◆ Exercise aim:
Answer these questions from the passage on the Society's embroidery below, one answer per line:
1. Which stitch did the Society use most often?
2. Who was the expert dyer?
3. What mark was placed on works from the Society?

** Opening Selected excerpt block **

Initially, the Society members based their work on the historical examples. The designs were taken from those in the local museum and from those owned privately. Motifs were used as needed for design purposes, and therefore deviated from the source pieces. Motifs might be combined from different sources and used repeatedly but with a number of different stitches. The most frequently used stitch was New England Laid (also known as Romanian), which conserved thread, which would have been a precious commodity during the Colonial period. At the start, blue threads were used on white fabric. Different sources report that these threads were of linen or wool. Both Whiting and Miller, using their design training, soon developed new designs, and eventually started using threads in other colors, such as greens, madder (red), and fustic (yellow). Ellen Miller was the expert dyer, who tried out different dyes and mordants, kept extensive records of her efforts, and kept swatches in sunlight to check lightfastness over a six-month period. They experimented with appliqué and cross-stitch. Works emanating from the Society were trademarked with a letter "D" in the center of a spinning wheel.

** Closing Selected excerpt block **
** Opening Supplied entries block **

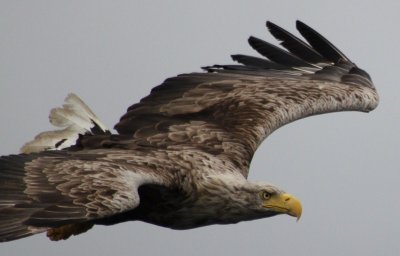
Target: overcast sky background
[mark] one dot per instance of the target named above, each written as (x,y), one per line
(343,166)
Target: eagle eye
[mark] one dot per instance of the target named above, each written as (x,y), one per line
(265,195)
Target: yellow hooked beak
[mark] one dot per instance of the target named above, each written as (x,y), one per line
(284,203)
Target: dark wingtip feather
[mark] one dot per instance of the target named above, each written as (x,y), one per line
(255,62)
(275,53)
(320,43)
(294,44)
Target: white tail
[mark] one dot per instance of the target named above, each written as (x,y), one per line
(75,118)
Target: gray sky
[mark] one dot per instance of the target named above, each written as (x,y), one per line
(343,166)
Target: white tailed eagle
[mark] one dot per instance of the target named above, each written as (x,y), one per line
(182,154)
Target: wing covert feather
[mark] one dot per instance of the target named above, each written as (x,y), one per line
(231,109)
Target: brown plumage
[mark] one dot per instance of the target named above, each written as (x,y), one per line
(182,154)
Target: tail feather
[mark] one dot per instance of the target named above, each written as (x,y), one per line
(75,118)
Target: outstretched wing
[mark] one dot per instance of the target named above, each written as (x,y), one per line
(53,189)
(231,109)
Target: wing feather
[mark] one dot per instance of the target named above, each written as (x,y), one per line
(52,189)
(231,109)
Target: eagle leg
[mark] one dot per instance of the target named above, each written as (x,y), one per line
(64,232)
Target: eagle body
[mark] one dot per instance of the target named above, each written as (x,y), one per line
(181,156)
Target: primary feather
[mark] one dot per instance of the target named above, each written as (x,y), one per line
(182,154)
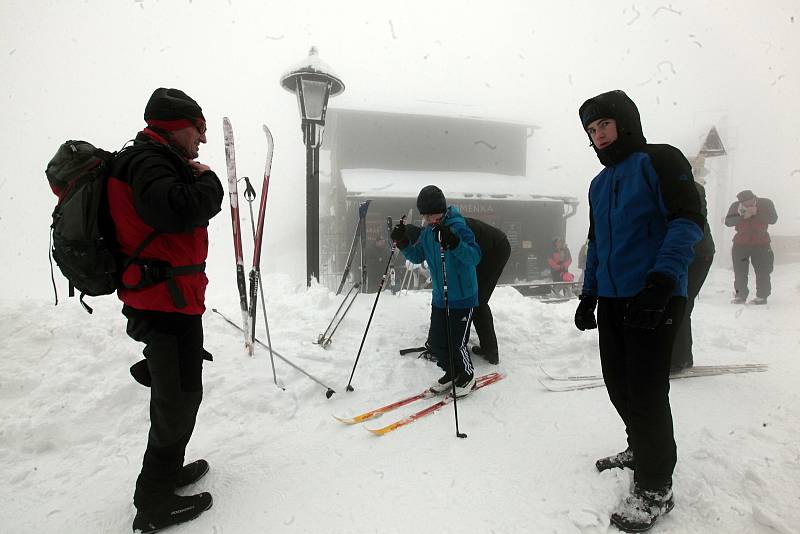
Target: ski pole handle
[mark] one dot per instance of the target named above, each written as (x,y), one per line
(249,191)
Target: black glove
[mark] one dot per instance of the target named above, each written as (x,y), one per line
(399,235)
(584,315)
(449,239)
(646,309)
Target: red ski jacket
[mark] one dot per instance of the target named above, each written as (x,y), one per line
(752,231)
(158,205)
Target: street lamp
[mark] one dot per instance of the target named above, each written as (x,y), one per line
(313,81)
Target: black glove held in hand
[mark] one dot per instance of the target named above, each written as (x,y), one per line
(584,315)
(449,239)
(646,309)
(399,236)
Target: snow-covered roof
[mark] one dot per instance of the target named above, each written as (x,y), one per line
(462,185)
(427,108)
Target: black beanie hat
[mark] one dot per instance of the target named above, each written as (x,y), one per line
(618,106)
(431,200)
(745,195)
(171,104)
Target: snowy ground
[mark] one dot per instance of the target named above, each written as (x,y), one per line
(73,423)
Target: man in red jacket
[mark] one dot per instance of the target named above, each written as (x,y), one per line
(161,201)
(751,216)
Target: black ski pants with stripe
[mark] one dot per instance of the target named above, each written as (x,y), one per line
(174,353)
(459,336)
(635,366)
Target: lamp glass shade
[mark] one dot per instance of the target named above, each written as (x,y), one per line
(314,94)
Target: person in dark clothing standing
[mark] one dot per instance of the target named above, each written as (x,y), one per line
(161,201)
(644,219)
(495,251)
(446,229)
(682,356)
(751,216)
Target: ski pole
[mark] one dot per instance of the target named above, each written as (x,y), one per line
(329,391)
(377,296)
(250,195)
(325,338)
(449,340)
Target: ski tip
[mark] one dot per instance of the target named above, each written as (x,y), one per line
(345,420)
(380,431)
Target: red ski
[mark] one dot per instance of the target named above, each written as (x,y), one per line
(480,382)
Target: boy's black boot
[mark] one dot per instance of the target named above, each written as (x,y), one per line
(170,511)
(620,460)
(191,473)
(640,510)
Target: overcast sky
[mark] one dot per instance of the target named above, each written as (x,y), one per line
(85,70)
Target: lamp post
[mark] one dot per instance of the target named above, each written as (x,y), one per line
(313,81)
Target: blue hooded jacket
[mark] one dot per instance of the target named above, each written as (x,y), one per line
(644,210)
(462,283)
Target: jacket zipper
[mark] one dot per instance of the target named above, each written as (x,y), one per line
(612,204)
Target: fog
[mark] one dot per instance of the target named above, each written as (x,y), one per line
(84,70)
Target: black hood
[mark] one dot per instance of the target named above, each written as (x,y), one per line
(618,106)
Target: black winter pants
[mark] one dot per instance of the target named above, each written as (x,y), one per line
(459,336)
(763,261)
(635,366)
(682,350)
(488,272)
(174,353)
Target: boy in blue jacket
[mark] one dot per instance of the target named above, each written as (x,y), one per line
(644,219)
(445,227)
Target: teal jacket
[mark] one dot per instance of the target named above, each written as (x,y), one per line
(462,283)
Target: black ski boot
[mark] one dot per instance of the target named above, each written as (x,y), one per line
(191,473)
(620,460)
(490,356)
(170,511)
(640,510)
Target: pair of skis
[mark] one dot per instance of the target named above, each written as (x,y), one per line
(561,383)
(480,382)
(249,305)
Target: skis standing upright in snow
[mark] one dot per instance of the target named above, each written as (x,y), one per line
(255,272)
(233,196)
(360,234)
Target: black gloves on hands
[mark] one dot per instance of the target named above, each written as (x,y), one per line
(448,238)
(646,309)
(399,235)
(584,315)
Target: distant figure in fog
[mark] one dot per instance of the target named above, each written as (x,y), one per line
(751,216)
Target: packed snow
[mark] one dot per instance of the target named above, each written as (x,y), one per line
(73,423)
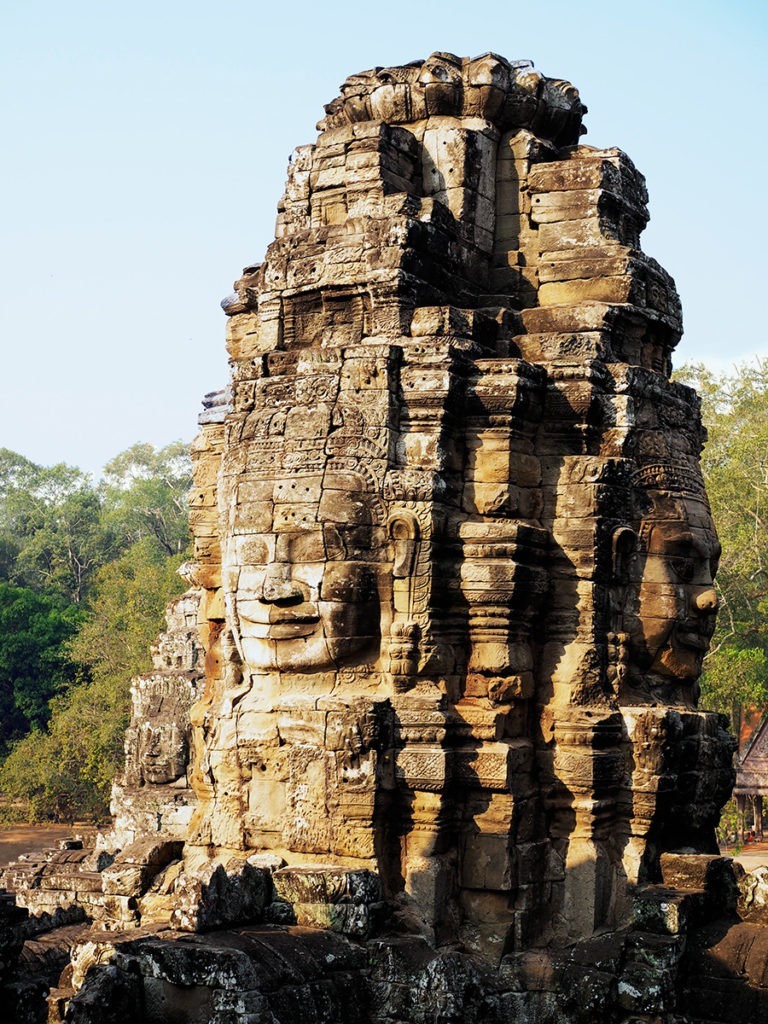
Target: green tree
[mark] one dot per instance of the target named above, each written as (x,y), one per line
(35,665)
(52,532)
(77,758)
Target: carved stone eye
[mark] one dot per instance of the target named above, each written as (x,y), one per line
(683,567)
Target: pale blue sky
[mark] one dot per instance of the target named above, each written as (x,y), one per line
(145,146)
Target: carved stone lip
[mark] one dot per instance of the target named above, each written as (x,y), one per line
(692,637)
(293,628)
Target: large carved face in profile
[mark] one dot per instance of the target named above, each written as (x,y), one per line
(306,596)
(163,753)
(672,606)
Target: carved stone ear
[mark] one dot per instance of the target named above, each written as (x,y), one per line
(403,532)
(624,546)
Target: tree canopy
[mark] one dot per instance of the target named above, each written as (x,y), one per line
(86,571)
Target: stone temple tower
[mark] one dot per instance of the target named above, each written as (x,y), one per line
(450,524)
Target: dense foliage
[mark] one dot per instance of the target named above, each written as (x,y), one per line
(735,467)
(85,573)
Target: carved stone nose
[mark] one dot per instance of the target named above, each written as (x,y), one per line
(279,586)
(706,600)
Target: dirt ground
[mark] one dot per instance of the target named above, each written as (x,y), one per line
(752,855)
(15,840)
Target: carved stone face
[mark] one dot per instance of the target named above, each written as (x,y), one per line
(162,753)
(306,597)
(672,617)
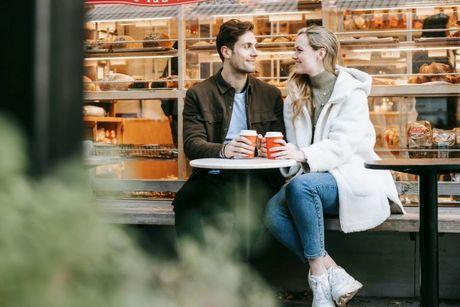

** Closing Supplied entries block **

◆ Result below:
1. New England Laid, also known as Romanian.
2. Ellen Miller.
3. A letter "D" in the center of a spinning wheel.